Exercise prompt:
Restate all entries exactly.

---- Supplied data

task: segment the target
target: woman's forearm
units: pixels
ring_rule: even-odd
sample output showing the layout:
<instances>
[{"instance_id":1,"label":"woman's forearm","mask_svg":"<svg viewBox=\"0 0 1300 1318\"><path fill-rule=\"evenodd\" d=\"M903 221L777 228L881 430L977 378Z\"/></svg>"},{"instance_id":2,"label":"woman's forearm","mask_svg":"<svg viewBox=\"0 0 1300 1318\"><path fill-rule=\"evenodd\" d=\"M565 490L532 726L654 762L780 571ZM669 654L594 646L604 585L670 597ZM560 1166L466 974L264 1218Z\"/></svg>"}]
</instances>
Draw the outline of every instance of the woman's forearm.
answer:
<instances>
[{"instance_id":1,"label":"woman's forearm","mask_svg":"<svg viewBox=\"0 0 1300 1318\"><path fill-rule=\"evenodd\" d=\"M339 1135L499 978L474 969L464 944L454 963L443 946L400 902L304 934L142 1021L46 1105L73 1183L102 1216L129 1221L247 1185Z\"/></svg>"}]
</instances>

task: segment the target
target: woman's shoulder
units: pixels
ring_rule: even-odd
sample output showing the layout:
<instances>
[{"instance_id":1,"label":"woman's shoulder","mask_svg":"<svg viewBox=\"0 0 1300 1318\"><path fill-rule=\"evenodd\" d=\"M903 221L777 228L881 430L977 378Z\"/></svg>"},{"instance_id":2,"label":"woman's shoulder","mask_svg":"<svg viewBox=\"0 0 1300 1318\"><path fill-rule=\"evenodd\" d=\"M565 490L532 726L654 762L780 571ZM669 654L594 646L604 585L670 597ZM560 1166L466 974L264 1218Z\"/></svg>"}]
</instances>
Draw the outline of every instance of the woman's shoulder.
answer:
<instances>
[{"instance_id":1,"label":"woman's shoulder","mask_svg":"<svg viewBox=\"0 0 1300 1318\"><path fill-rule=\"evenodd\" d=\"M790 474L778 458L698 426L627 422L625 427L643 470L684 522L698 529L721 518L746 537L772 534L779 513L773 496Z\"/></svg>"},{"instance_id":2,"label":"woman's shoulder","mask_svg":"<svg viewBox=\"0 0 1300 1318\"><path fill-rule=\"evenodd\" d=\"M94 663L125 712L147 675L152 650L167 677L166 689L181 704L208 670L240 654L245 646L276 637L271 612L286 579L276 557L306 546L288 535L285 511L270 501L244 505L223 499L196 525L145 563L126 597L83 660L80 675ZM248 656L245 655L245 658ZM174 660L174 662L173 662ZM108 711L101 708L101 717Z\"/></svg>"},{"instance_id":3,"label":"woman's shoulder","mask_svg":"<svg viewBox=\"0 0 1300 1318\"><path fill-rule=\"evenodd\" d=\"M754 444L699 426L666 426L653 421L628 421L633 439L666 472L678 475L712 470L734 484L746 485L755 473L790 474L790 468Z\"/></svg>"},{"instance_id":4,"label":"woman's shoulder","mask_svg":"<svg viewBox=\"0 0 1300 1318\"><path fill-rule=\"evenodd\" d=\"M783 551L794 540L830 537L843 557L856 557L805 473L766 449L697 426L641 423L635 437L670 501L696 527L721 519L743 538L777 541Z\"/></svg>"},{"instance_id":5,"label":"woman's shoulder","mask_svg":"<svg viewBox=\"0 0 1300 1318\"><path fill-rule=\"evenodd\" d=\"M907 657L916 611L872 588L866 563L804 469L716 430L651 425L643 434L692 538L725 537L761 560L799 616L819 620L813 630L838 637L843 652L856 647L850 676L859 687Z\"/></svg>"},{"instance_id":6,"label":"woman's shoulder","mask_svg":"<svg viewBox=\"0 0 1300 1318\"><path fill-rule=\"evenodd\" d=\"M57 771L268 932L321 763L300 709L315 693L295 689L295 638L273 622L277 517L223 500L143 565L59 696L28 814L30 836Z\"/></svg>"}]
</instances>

--------

Solution to this problem:
task: segment the target
target: woman's forearm
units: pixels
ring_rule: even-odd
sample output showing the layout:
<instances>
[{"instance_id":1,"label":"woman's forearm","mask_svg":"<svg viewBox=\"0 0 1300 1318\"><path fill-rule=\"evenodd\" d=\"M903 221L777 228L881 430L977 378Z\"/></svg>"},{"instance_id":2,"label":"woman's forearm","mask_svg":"<svg viewBox=\"0 0 1300 1318\"><path fill-rule=\"evenodd\" d=\"M565 490L532 726L654 762L780 571ZM669 654L594 646L604 585L670 597ZM560 1166L466 974L264 1218Z\"/></svg>"}]
</instances>
Draw the outline of every instance of the woman's forearm.
answer:
<instances>
[{"instance_id":1,"label":"woman's forearm","mask_svg":"<svg viewBox=\"0 0 1300 1318\"><path fill-rule=\"evenodd\" d=\"M339 1135L499 978L474 969L464 944L454 963L443 946L400 902L304 934L142 1021L46 1105L73 1183L102 1216L129 1221L247 1185Z\"/></svg>"}]
</instances>

task: segment the target
target: woman's shoulder
units: pixels
ring_rule: even-odd
sample output showing the layout:
<instances>
[{"instance_id":1,"label":"woman's shoulder","mask_svg":"<svg viewBox=\"0 0 1300 1318\"><path fill-rule=\"evenodd\" d=\"M903 221L777 228L881 430L977 378Z\"/></svg>"},{"instance_id":2,"label":"woman's shoulder","mask_svg":"<svg viewBox=\"0 0 1300 1318\"><path fill-rule=\"evenodd\" d=\"M565 490L532 726L654 762L780 571ZM669 654L594 646L604 585L670 597ZM560 1166L466 974L264 1218Z\"/></svg>"}]
</instances>
Draw the outline of every instance of the woman's shoulder.
answer:
<instances>
[{"instance_id":1,"label":"woman's shoulder","mask_svg":"<svg viewBox=\"0 0 1300 1318\"><path fill-rule=\"evenodd\" d=\"M790 474L778 458L698 426L627 422L625 427L643 470L684 522L698 529L721 518L746 537L772 534L779 513L773 496Z\"/></svg>"},{"instance_id":2,"label":"woman's shoulder","mask_svg":"<svg viewBox=\"0 0 1300 1318\"><path fill-rule=\"evenodd\" d=\"M94 663L125 712L147 675L152 650L167 677L166 689L181 704L208 670L240 654L245 646L276 637L271 612L286 579L276 557L306 546L288 535L285 511L270 501L244 505L223 499L196 525L145 563L126 597L83 660L80 675ZM248 656L245 655L245 658ZM174 660L174 662L173 662ZM108 711L101 708L101 717Z\"/></svg>"},{"instance_id":3,"label":"woman's shoulder","mask_svg":"<svg viewBox=\"0 0 1300 1318\"><path fill-rule=\"evenodd\" d=\"M754 444L699 426L666 426L653 421L628 421L633 439L666 472L678 475L712 470L734 484L746 485L755 473L790 474L790 468Z\"/></svg>"},{"instance_id":4,"label":"woman's shoulder","mask_svg":"<svg viewBox=\"0 0 1300 1318\"><path fill-rule=\"evenodd\" d=\"M783 551L794 540L830 537L843 557L856 557L805 473L766 449L697 426L641 423L635 437L670 501L696 527L721 519L743 538L777 541Z\"/></svg>"},{"instance_id":5,"label":"woman's shoulder","mask_svg":"<svg viewBox=\"0 0 1300 1318\"><path fill-rule=\"evenodd\" d=\"M907 657L916 611L872 588L866 563L804 469L716 430L651 425L643 434L692 538L725 537L761 560L799 616L819 620L813 630L838 637L843 652L856 647L850 676L859 687Z\"/></svg>"},{"instance_id":6,"label":"woman's shoulder","mask_svg":"<svg viewBox=\"0 0 1300 1318\"><path fill-rule=\"evenodd\" d=\"M57 771L268 932L321 763L300 709L315 693L295 689L295 638L273 622L277 517L223 500L143 565L59 696L28 814L30 836Z\"/></svg>"}]
</instances>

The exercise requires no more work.